═══ TEXT EXTRACT

On a day when winter seems determined to seal over our house in a re-emergence of the Ice Age, the mailbox yields something interesting besides the usual jumble of instant recycling.

My daughters collected the mail and left it on the kitchen counter. When I walk in from work, the girls tell me about their days. One daughter fries bacon, the other presses pecan halves in a geometric pattern in a pan of brownie batter.

I toss out the junk assortment of credit card inquiries, a bank’s repeated request to sell me life insurance. The state has kept us on their health insurance, and announces this in three different envelopes. Glossy Taproot magazine sends two copies of their recent issues with an essay of mine, utterly satisfying me. At the stack’s bottom is a fat envelope with court papers in my attempt to collect child support. Earlier that morning, I’d decided to walk away from that battle, but perhaps not. I toss the envelope on my desk.

The jumble of mail, I can’t help but note, reflects a tiny facet of our life, and I’m wondering what jammed up the neighboring mailboxes. The girls are full of energy about a walk they took that afternoon on the local trails. Well after five o’clock, daylight hasn’t given up yet, and that seems a kind of promise, despite the snow surrounding us in a mimicry of Shackleton’s ice. A better ritual than mail is dinner. One daughter lights the candles. The cat mews an inquiry for bacon scraps.

══════

- _BRIEF A_
In the records, change "Record the coordinates" to "Write down the coordinates" and leave everything else as it is. Do this for the lines starting with the line containing "Practice step: point at the hiker in" and going on through the end of the records, and give back only those lines.
The essay and the records come from unrelated sources.

═══ SUPPLIED DATA

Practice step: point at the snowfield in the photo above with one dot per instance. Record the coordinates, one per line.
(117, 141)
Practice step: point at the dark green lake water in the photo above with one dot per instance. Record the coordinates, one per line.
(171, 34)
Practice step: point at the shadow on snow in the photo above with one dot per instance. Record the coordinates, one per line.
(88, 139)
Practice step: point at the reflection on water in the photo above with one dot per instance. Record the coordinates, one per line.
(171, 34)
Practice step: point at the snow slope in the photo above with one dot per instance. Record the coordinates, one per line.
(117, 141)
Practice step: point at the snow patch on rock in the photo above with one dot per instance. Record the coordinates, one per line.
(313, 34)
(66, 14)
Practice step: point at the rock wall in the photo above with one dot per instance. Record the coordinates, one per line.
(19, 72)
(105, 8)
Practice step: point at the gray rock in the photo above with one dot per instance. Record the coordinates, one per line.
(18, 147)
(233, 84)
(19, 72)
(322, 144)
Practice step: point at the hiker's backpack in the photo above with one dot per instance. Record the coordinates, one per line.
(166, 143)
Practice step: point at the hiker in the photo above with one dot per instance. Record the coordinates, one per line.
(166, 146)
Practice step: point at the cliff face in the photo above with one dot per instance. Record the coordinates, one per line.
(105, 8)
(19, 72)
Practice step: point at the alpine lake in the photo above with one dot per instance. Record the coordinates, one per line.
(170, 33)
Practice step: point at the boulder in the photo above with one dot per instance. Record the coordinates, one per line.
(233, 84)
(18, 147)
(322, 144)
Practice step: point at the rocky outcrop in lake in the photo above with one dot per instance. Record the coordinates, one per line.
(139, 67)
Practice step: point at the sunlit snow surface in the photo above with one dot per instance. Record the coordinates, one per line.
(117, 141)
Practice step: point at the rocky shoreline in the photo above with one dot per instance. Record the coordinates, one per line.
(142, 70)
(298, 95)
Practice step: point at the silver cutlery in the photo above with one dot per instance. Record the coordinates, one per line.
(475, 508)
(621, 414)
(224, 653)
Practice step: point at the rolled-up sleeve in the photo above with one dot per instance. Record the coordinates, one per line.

══════

- _BRIEF B_
Repeat word for word the passage of the essay starting with "My daughters collected" and going on through "of brownie batter.".

- _SOLUTION A_
Practice step: point at the hiker in the photo above with one dot per instance. Write down the coordinates, one per line.
(166, 146)
Practice step: point at the cliff face in the photo above with one dot per instance. Write down the coordinates, one per line.
(105, 8)
(19, 72)
Practice step: point at the alpine lake in the photo above with one dot per instance. Write down the coordinates, one per line.
(170, 33)
Practice step: point at the boulder in the photo above with one dot per instance. Write down the coordinates, one per line.
(233, 84)
(18, 147)
(322, 144)
Practice step: point at the rocky outcrop in lake in the photo above with one dot per instance. Write down the coordinates, one per line.
(139, 67)
Practice step: point at the sunlit snow surface in the photo above with one dot per instance. Write down the coordinates, one per line.
(117, 141)
Practice step: point at the rocky shoreline in the photo above with one dot per instance. Write down the coordinates, one per line.
(142, 70)
(298, 95)
Practice step: point at the silver cutlery in the photo above with one dot per instance. Write down the coordinates, one per line.
(475, 508)
(621, 414)
(224, 653)
Practice step: point at the rolled-up sleeve in the photo above with one dot per instance. Write down the coordinates, one per line.

- _SOLUTION B_
My daughters collected the mail and left it on the kitchen counter. When I walk in from work, the girls tell me about their days. One daughter fries bacon, the other presses pecan halves in a geometric pattern in a pan of brownie batter.